╭──

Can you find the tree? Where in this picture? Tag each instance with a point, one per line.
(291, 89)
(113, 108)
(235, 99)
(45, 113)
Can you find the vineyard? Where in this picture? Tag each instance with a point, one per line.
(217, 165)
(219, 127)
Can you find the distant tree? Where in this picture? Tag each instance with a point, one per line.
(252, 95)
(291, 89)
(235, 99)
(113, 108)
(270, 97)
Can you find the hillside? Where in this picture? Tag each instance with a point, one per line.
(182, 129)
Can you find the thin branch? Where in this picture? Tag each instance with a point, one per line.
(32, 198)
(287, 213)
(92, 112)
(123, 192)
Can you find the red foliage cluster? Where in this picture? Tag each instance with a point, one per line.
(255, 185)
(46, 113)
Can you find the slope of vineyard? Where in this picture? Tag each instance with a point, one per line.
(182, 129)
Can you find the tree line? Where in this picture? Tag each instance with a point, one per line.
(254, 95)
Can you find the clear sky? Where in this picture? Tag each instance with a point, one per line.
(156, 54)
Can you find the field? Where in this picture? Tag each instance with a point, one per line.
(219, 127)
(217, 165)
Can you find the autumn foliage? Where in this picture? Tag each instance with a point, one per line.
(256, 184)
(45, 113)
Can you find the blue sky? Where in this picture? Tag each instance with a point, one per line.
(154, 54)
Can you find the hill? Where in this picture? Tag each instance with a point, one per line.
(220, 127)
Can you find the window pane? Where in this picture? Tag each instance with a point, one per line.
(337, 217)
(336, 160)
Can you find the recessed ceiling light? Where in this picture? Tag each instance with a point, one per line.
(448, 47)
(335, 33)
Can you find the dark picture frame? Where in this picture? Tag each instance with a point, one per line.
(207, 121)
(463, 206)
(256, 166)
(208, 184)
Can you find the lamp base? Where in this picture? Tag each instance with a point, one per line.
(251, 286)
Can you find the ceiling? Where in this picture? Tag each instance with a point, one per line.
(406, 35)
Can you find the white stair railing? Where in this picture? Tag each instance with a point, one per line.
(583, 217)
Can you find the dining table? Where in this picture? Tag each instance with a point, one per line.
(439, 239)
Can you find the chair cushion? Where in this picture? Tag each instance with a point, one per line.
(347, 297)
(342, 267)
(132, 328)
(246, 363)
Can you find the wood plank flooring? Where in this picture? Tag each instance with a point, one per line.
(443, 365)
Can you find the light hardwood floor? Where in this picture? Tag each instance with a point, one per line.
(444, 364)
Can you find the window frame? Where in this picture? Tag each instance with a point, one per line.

╰──

§ GIVEN INSTRUCTION
Please write out every item above word for word, keeping their order and putting each on its own line.

§ CORRECT RESPONSE
Can you find the tree? Where in this picture? Tag each instance with a point, one per line.
(291, 89)
(113, 108)
(235, 99)
(45, 113)
Can you find the vineyard? Where in this picture? Tag each instance with a point, one per line.
(217, 165)
(219, 127)
Can you find the distant tree? Where in this picture? Tag each instance with a point, one per line.
(252, 95)
(291, 89)
(235, 99)
(113, 108)
(270, 97)
Can you find the hillside? Where in this picture? Tag each instance with a point, one per line.
(182, 129)
Can you find the thin branch? Where in this picture? Tag each instance with a point, one per line.
(32, 198)
(287, 213)
(92, 112)
(123, 192)
Can you find the red foliage cluster? Where in this picture? Tag each instance with a point, one per line.
(255, 185)
(46, 113)
Can you find the slope of vineyard? Where in this picture? Tag each instance with a point, one per line.
(182, 129)
Can you find the tree line? Where in this picture? Tag each instance with a point, one per line.
(254, 95)
Can you find the clear sky? Where in this picture? Tag each instance with a point, one per line.
(156, 54)
Can you find the field? Where in this picture? Tag each instance with a point, one per line.
(219, 127)
(217, 165)
Can you find the autumn foliage? Where in this picture? Tag each instance with a point, one per line.
(256, 184)
(45, 113)
Can you find the blue sky? Where in this picture? Tag each instance with a point, one per line.
(154, 54)
Can you find the hill? Where in this picture? Tag each instance with a point, one per line.
(220, 127)
Can you find the window pane? Where in this picture? Tag each instance with a point, one per line.
(337, 217)
(336, 160)
Can you find the recessed ceiling light? Where in this picture? Tag each instance with a point, one per line.
(448, 47)
(335, 33)
Can you find the dark picture frame? Where in this picture? Tag each instance with a point, one per line.
(207, 121)
(463, 206)
(256, 166)
(208, 184)
Can you find the lamp base? Where in this picture? Tag each instance with a point, one per line.
(251, 286)
Can you find the ceiling? Where in this picture? Tag each instance with a point, one per line.
(406, 35)
Can you find the white stair railing? Where in this picture? Tag each instance with a point, one per line.
(583, 217)
Can you find the dining table? Where in this picture? Tag each instance with a point, one per line.
(439, 239)
Can you find the chair cushion? Where in this picture? Tag each instance with a point, one per line.
(347, 297)
(342, 267)
(132, 328)
(246, 363)
Can you find the wood plank flooring? Where in this picture? Tag each instance with a point, one per line.
(443, 365)
Can you find the light hardwood floor? Where in this picture? Tag each instance with a point, one per line.
(444, 364)
Can you find the window frame? Where in this picture? Tag each instance with a point, one per line.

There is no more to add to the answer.